• Material for this exercise:
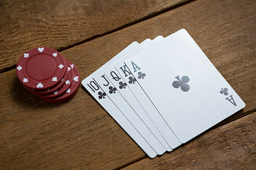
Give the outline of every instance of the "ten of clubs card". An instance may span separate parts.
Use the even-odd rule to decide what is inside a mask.
[[[151,158],[245,106],[185,30],[158,39],[131,44],[82,82]]]

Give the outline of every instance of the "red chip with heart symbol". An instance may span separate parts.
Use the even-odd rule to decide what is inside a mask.
[[[73,71],[72,66],[69,63],[68,60],[66,60],[66,61],[67,65],[68,77],[67,79],[63,80],[64,83],[60,88],[49,94],[44,94],[40,92],[35,92],[35,91],[33,91],[32,93],[38,97],[46,99],[55,98],[65,93],[71,85],[73,76]]]
[[[62,103],[72,99],[78,91],[80,87],[80,75],[77,68],[70,61],[66,60],[70,64],[73,69],[73,81],[70,87],[63,94],[55,98],[49,99],[40,97],[45,101],[50,103]]]
[[[58,84],[65,74],[66,67],[65,59],[59,52],[42,47],[24,53],[18,61],[16,72],[24,86],[42,90]]]

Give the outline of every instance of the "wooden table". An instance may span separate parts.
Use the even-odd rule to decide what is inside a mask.
[[[10,0],[0,18],[1,169],[256,169],[255,1]],[[58,50],[83,80],[132,42],[182,28],[246,106],[154,159],[83,87],[51,104],[17,78],[33,47]]]

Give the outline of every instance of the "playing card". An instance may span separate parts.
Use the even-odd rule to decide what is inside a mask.
[[[115,88],[115,89],[116,89],[116,91],[117,90],[121,94],[124,99],[128,103],[129,105],[139,116],[146,127],[163,145],[165,150],[168,151],[172,151],[172,149],[162,136],[152,120],[150,117],[148,117],[143,108],[133,95],[129,88],[127,87],[126,83],[125,83],[121,78],[121,76],[116,70],[115,66],[113,66],[106,69],[104,74],[106,77],[108,77],[109,80],[114,86],[113,86],[113,88],[111,88],[110,92],[111,92],[112,94],[114,93],[114,91],[113,88]]]
[[[140,105],[154,123],[169,147],[174,149],[180,145],[181,143],[178,140],[161,114],[151,102],[151,101],[137,82],[137,79],[133,76],[131,71],[124,63],[124,62],[121,61],[119,62],[116,64],[115,67],[121,76],[123,82],[127,84],[127,87],[132,92],[133,94],[134,94],[136,100],[138,100]],[[127,99],[127,98],[124,98]]]
[[[125,63],[182,143],[245,106],[184,29]]]
[[[125,57],[124,56],[129,56],[129,54],[127,53],[126,55],[123,54],[122,56],[119,56],[119,59],[122,58],[123,59],[124,57]],[[113,62],[114,64],[115,64],[115,62]],[[114,64],[113,65],[114,66]],[[119,92],[116,91],[115,87],[105,77],[104,70],[101,69],[95,74],[93,76],[93,79],[99,85],[115,105],[146,139],[154,151],[159,155],[161,155],[165,152],[166,149],[152,134]]]
[[[150,39],[146,39],[143,42],[143,43],[146,44],[151,41]],[[111,100],[102,90],[98,84],[93,80],[93,75],[97,72],[103,69],[108,65],[113,62],[118,60],[119,56],[122,54],[129,53],[129,51],[134,49],[138,49],[139,43],[134,42],[129,46],[126,47],[117,55],[109,61],[106,63],[101,66],[96,71],[93,73],[86,79],[82,81],[82,84],[87,89],[87,90],[94,96],[94,98],[100,103],[106,111],[116,120],[116,121],[122,127],[122,128],[130,135],[130,136],[136,142],[136,143],[141,148],[141,149],[151,158],[154,158],[157,153],[154,151],[152,148],[143,138],[141,135],[131,124],[122,113],[118,109]]]
[[[92,76],[90,75],[82,81],[83,86],[150,157],[156,157],[157,153],[109,97],[105,95],[93,79]]]

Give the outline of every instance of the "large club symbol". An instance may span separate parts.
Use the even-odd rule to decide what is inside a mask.
[[[173,86],[175,88],[178,88],[180,87],[181,90],[184,92],[186,92],[189,90],[189,86],[186,84],[189,81],[189,78],[186,76],[182,76],[181,80],[180,79],[180,77],[178,76],[175,78],[179,81],[175,81],[173,82]]]
[[[117,90],[116,87],[113,88],[112,86],[110,86],[110,87],[109,87],[109,89],[110,90],[109,92],[111,94],[112,94],[113,93],[115,93],[116,92],[115,92],[115,91],[116,91]]]
[[[135,82],[136,81],[136,79],[133,78],[132,76],[129,77],[129,84],[132,84],[132,83],[135,83]]]
[[[103,92],[103,93],[101,92],[101,91],[99,91],[99,92],[98,92],[98,94],[99,94],[99,99],[105,99],[105,97],[104,96],[105,96],[106,95],[106,93],[105,93],[104,92]]]
[[[127,84],[126,83],[123,83],[122,82],[119,82],[119,88],[120,89],[122,89],[123,87],[123,89],[125,88],[125,86],[127,86]]]

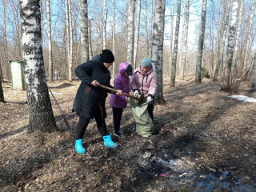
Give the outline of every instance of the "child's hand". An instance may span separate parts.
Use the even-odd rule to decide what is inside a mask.
[[[116,93],[116,95],[122,95],[122,90],[118,90],[118,92]]]

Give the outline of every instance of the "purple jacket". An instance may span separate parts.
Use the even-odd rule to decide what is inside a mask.
[[[134,70],[131,79],[133,90],[138,90],[138,93],[140,94],[143,94],[145,97],[148,95],[154,96],[157,86],[157,75],[153,67],[146,74],[141,71],[141,66]]]
[[[127,62],[122,62],[119,65],[119,74],[114,80],[114,87],[122,90],[123,93],[129,94],[130,91],[130,79],[129,77],[126,77],[126,70],[127,66],[130,66]],[[125,108],[127,106],[126,96],[111,94],[110,99],[110,104],[115,108]]]

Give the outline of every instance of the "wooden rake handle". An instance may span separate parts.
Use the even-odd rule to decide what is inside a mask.
[[[118,93],[118,90],[115,90],[115,89],[112,89],[112,88],[110,88],[110,87],[108,87],[108,86],[103,86],[103,85],[99,85],[99,86],[102,87],[102,88],[103,88],[103,89],[109,90],[114,91],[114,92],[115,92],[115,93]],[[138,100],[138,101],[141,101],[141,98],[137,98],[137,97],[135,97],[135,96],[134,96],[134,95],[132,95],[132,94],[128,94],[123,93],[123,92],[122,92],[122,94],[123,94],[123,95],[126,95],[126,96],[127,96],[127,97],[129,97],[129,98],[134,98],[134,99],[136,99],[136,100]]]

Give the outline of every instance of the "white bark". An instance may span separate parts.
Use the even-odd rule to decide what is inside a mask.
[[[163,38],[165,24],[165,0],[156,0],[155,15],[153,28],[152,63],[157,74],[156,103],[163,104],[165,100],[162,93],[162,62],[163,62]]]
[[[238,0],[233,0],[232,5],[232,13],[231,13],[231,20],[229,30],[229,36],[228,36],[228,42],[227,42],[227,67],[226,67],[226,74],[225,78],[225,85],[227,91],[230,90],[230,73],[231,73],[231,66],[233,61],[233,54],[234,54],[234,37],[236,31],[236,18],[238,14]]]
[[[174,41],[174,0],[171,0],[171,16],[170,16],[170,58],[169,58],[169,71],[168,74],[170,75],[171,62],[173,58],[173,41]]]
[[[81,30],[81,62],[89,60],[88,38],[88,4],[87,0],[80,0],[80,30]]]
[[[189,16],[190,16],[190,0],[186,0],[186,6],[185,6],[185,21],[184,21],[184,39],[182,42],[182,58],[181,63],[181,70],[180,70],[180,78],[184,78],[184,70],[186,66],[186,49],[187,49],[187,34],[188,34],[188,29],[189,29]]]
[[[30,110],[28,132],[58,130],[46,84],[39,0],[21,1],[22,50],[27,102]]]
[[[134,69],[136,68],[140,19],[141,19],[141,0],[137,0],[136,30],[135,30],[134,50]]]
[[[234,44],[234,57],[233,57],[233,65],[232,65],[232,70],[235,70],[237,65],[237,55],[238,51],[238,45],[239,45],[239,36],[240,36],[240,30],[242,26],[242,10],[243,10],[243,0],[241,0],[240,2],[240,8],[239,8],[239,14],[238,14],[238,30],[235,34],[235,44]]]
[[[49,48],[49,82],[53,81],[53,51],[51,43],[51,23],[50,23],[50,0],[46,0],[46,18],[47,18],[47,34],[48,34],[48,48]]]
[[[115,0],[113,0],[113,23],[112,23],[112,52],[115,55]],[[115,62],[112,66],[112,77],[115,77]]]
[[[135,0],[129,0],[127,62],[134,64]]]
[[[106,0],[104,0],[104,20],[103,20],[103,50],[106,50]]]
[[[252,26],[253,26],[253,20],[254,20],[254,8],[255,8],[255,0],[253,0],[252,5],[251,5],[251,12],[250,16],[248,20],[249,25],[248,27],[246,27],[246,44],[245,44],[245,51],[244,51],[244,70],[247,69],[247,66],[249,63],[249,58],[250,58],[250,34],[252,30]]]
[[[202,0],[202,18],[201,18],[201,28],[199,32],[198,59],[195,73],[195,82],[201,82],[201,70],[202,70],[202,57],[203,51],[203,44],[205,38],[206,20],[206,3],[207,0]]]
[[[178,55],[178,31],[181,18],[181,0],[177,0],[177,16],[176,16],[176,26],[174,34],[174,45],[173,51],[173,60],[171,63],[171,74],[170,74],[170,87],[175,86],[176,78],[176,65],[177,65],[177,55]]]

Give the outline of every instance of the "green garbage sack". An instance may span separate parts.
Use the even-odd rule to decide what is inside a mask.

• Written task: From the start of the material through the line containing "[[[151,158],[245,106],[185,30],[158,39],[131,44],[82,82]]]", write the lines out again with "even-odd rule" swapped for "nonzero winding rule" and everything else unchanged. Leave the picture out.

• Solution below:
Give the outline of every instance of the "ten of clubs card". An instance may span separate parts.
Use the nonzero winding rule to decide what is inside a mask.
[[[151,158],[245,106],[185,30],[158,39],[131,44],[82,82]]]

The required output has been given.